[Begin ENTRIES PROVIDED]
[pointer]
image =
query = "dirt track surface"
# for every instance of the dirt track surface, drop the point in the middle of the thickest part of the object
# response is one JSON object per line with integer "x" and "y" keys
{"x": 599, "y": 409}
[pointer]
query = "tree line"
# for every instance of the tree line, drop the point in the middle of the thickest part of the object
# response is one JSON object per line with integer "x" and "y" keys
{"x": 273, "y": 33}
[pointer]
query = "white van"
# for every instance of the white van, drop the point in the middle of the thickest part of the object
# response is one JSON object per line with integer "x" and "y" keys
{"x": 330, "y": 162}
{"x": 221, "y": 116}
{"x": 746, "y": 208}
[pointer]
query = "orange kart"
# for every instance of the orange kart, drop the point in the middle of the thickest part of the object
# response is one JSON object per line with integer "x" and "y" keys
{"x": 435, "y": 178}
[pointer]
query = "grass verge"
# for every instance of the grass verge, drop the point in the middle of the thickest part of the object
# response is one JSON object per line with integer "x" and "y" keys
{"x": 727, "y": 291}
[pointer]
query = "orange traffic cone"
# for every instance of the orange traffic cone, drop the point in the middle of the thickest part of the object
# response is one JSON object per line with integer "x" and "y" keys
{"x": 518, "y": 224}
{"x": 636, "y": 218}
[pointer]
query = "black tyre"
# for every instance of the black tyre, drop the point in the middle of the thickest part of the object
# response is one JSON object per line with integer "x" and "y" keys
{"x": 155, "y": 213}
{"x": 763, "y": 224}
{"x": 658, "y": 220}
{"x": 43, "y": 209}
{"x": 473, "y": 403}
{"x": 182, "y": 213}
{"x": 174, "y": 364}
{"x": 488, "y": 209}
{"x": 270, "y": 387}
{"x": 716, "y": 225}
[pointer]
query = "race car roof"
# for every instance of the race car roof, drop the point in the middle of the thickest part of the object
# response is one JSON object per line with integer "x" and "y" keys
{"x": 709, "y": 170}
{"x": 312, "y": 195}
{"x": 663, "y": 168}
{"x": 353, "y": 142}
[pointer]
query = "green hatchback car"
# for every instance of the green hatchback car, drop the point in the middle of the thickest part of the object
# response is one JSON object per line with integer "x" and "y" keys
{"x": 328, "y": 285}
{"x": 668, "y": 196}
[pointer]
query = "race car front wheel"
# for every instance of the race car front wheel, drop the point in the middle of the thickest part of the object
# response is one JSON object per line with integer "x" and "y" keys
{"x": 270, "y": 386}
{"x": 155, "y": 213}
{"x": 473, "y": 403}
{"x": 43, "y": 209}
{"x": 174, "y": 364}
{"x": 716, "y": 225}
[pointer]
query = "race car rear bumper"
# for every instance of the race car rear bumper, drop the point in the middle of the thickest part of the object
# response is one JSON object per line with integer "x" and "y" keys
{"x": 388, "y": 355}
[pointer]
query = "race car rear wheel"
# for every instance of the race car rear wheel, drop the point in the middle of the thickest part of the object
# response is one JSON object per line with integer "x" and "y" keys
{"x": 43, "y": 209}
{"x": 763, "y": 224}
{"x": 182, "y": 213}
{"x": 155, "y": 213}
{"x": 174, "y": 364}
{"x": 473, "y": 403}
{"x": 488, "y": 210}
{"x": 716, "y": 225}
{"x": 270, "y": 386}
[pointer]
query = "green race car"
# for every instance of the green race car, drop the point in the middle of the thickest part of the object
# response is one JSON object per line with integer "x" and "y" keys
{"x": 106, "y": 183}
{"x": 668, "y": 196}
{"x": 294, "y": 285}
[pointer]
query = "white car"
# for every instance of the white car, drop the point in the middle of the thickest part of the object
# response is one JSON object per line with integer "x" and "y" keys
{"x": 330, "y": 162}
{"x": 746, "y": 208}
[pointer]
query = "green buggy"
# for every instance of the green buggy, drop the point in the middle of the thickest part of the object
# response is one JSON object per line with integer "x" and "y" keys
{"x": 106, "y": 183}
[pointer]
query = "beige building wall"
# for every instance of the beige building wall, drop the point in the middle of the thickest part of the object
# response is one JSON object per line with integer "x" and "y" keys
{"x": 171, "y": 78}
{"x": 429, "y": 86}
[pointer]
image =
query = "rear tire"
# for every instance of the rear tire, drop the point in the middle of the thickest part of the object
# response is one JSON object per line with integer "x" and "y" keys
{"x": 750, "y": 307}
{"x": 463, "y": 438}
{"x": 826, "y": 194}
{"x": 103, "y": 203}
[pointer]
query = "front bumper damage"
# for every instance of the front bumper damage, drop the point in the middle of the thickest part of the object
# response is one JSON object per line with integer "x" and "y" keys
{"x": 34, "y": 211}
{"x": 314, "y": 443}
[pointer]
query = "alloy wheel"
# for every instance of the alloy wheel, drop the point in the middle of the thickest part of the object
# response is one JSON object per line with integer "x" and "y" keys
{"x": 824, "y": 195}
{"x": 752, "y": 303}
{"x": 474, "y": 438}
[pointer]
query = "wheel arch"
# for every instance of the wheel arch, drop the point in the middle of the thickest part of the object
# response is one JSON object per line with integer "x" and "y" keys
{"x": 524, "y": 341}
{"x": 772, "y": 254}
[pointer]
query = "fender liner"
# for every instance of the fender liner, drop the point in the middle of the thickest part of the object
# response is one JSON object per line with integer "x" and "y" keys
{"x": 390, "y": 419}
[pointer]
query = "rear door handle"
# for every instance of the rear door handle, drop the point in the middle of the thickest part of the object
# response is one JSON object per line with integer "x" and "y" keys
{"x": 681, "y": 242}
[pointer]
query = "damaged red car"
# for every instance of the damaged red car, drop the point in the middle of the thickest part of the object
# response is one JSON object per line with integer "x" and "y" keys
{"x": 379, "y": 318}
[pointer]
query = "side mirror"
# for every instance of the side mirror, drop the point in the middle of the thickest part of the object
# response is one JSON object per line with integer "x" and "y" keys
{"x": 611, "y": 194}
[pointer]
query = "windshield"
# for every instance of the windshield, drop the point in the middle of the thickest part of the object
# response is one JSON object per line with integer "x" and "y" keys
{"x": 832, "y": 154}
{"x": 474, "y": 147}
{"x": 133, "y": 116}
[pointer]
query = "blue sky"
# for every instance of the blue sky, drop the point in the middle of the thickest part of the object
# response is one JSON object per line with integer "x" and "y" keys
[End ENTRIES PROVIDED]
[GIVEN TASK]: Extract all the entries word for word.

[SOLVED EXERCISE]:
[pointer]
image =
query = "dirt track surface"
# for every instance of the dirt track surface, drop the point in the middle of the thickest part of the object
# response is one JSON object per line with integer "x" and "y" keys
{"x": 599, "y": 409}
[pointer]
query = "tree line"
# for every instance of the tree line, drop the point in the middle of the thickest part of the object
# response is one JSON object per line with integer "x" and "y" keys
{"x": 273, "y": 33}
[pointer]
query = "white van"
# for every instance of the white van, drop the point in the middle of the thickest part of the object
# response is one JSON object per line with integer "x" and "y" keys
{"x": 330, "y": 162}
{"x": 221, "y": 116}
{"x": 746, "y": 208}
[pointer]
query = "orange kart"
# for every instance of the orange kart, drop the point in the middle of the thickest part of the object
# response is one JSON object per line with integer "x" and "y" keys
{"x": 435, "y": 178}
[pointer]
query = "grass verge"
# for every instance of the grass verge, drop the point in the middle of the thickest part of the object
# response is one JSON object per line with integer "x" and "y" keys
{"x": 727, "y": 291}
[pointer]
query = "orange traffic cone"
# for every instance of the orange traffic cone, drop the point in the middle of the thickest part of the object
# response is one JSON object per line with integer "x" and "y" keys
{"x": 518, "y": 224}
{"x": 636, "y": 218}
[pointer]
query = "black tyre"
# for every instance of the black tyre, drop the point in the middle of the thickest part of the object
# response is one JSON object per line with integer "x" and "y" keys
{"x": 155, "y": 213}
{"x": 763, "y": 224}
{"x": 658, "y": 220}
{"x": 43, "y": 209}
{"x": 473, "y": 403}
{"x": 182, "y": 213}
{"x": 174, "y": 364}
{"x": 488, "y": 209}
{"x": 270, "y": 387}
{"x": 716, "y": 225}
[pointer]
query = "race car roof"
# for every instance of the race car roof, drop the point in the middle of the thickest part of the object
# response is one JSON object per line with integer "x" and "y" keys
{"x": 709, "y": 170}
{"x": 312, "y": 195}
{"x": 663, "y": 168}
{"x": 353, "y": 142}
[pointer]
query = "green hatchback car"
# for every instance of the green hatchback car, drop the point in the middle of the thickest part of the object
# response is one JSON object per line with integer "x" and "y" keys
{"x": 328, "y": 285}
{"x": 668, "y": 196}
[pointer]
query = "race car front wheel"
# for every instance of the race car front wheel, drop the point in the middle of the thickest part of the object
# response is one JSON object per line with integer "x" and "y" keys
{"x": 270, "y": 386}
{"x": 155, "y": 213}
{"x": 473, "y": 403}
{"x": 43, "y": 209}
{"x": 174, "y": 364}
{"x": 716, "y": 225}
[pointer]
query = "race car rear bumper"
# for every instance of the race car rear bumper, drop the point in the middle of the thickest part of the object
# response is one JSON object per line with integer "x" and "y" keys
{"x": 388, "y": 355}
[pointer]
query = "race car rear wheel"
# for every instance of the race car rear wheel, drop the point in the middle of the thickest part of the object
# response is one JSON object per line with integer "x" and "y" keys
{"x": 43, "y": 209}
{"x": 763, "y": 224}
{"x": 182, "y": 213}
{"x": 155, "y": 213}
{"x": 174, "y": 364}
{"x": 473, "y": 403}
{"x": 488, "y": 210}
{"x": 716, "y": 225}
{"x": 270, "y": 386}
[pointer]
query = "green race car"
# for every instance of the green race car, drop the point in the middle of the thickest part of the object
# response is one JSON object per line with integer "x" and "y" keys
{"x": 106, "y": 183}
{"x": 668, "y": 196}
{"x": 294, "y": 285}
[pointer]
query = "white car"
# for every instance of the white car, drop the point in the middle of the thickest part of the object
# response is one JSON object per line with integer "x" and "y" keys
{"x": 330, "y": 162}
{"x": 746, "y": 208}
[pointer]
query = "green buggy"
# for every instance of the green buggy, drop the point in the middle of the thickest part of the object
# response is one JSON object per line with integer "x" and "y" keys
{"x": 106, "y": 183}
[pointer]
query = "beige building wall"
# for every instance of the beige building wall, drop the point in the middle of the thickest part of the object
# response is one JSON object per line with integer "x" and "y" keys
{"x": 171, "y": 78}
{"x": 429, "y": 86}
[pointer]
image =
query = "rear tire"
# for every instance of the rear tire, drop the point in the middle of the thickest part of the object
# response is one JSON object per line with integer "x" and "y" keys
{"x": 750, "y": 307}
{"x": 463, "y": 438}
{"x": 826, "y": 194}
{"x": 103, "y": 203}
[pointer]
query = "front bumper damage"
# for every instance of the front bumper damage, drop the point in the middle of the thickest part of the object
# response is one JSON object per line with integer "x" and "y" keys
{"x": 34, "y": 211}
{"x": 314, "y": 443}
[pointer]
query = "alloy wheel"
# for every instance of the alloy wheel, drop the point in the middle of the thickest part of the object
# response is one JSON object per line with integer "x" and "y" keys
{"x": 824, "y": 195}
{"x": 752, "y": 303}
{"x": 474, "y": 438}
[pointer]
query = "wheel arch"
# for every instance of the wheel arch, drop the point in the middle of the thickest part of the object
# response is one JSON object per line with integer "x" and "y" keys
{"x": 524, "y": 341}
{"x": 772, "y": 254}
[pointer]
query = "fender liner"
# for every instance of the fender liner, drop the point in the middle of the thickest part of the object
# response is one JSON object per line with integer "x" and "y" keys
{"x": 390, "y": 419}
[pointer]
query = "rear door handle"
# for every instance of the rear door handle, drop the point in the middle of the thickest part of the object
# response is one JSON object per line with integer "x" and "y" keys
{"x": 681, "y": 242}
[pointer]
query = "damaged red car"
# for every instance of the damaged red car, drop the point in the middle of the thickest part of the object
# response is one JSON object per line with integer "x" and "y" keys
{"x": 379, "y": 318}
[pointer]
query = "side mirror"
# for every instance of the side mirror, drop the point in the middle of the thickest part of the object
# response is one JSON object per line with integer "x" and "y" keys
{"x": 611, "y": 194}
[pointer]
query = "windshield"
# for every instance of the windshield, drop the point in the middle of the thickest part of the object
# response is one JSON object per line with integer "x" and "y" keys
{"x": 832, "y": 154}
{"x": 474, "y": 147}
{"x": 133, "y": 116}
[pointer]
query = "blue sky"
# for every instance of the blue sky, drop the point in the middle of the thickest part of the object
# response is one JSON object per line with integer "x" and "y" keys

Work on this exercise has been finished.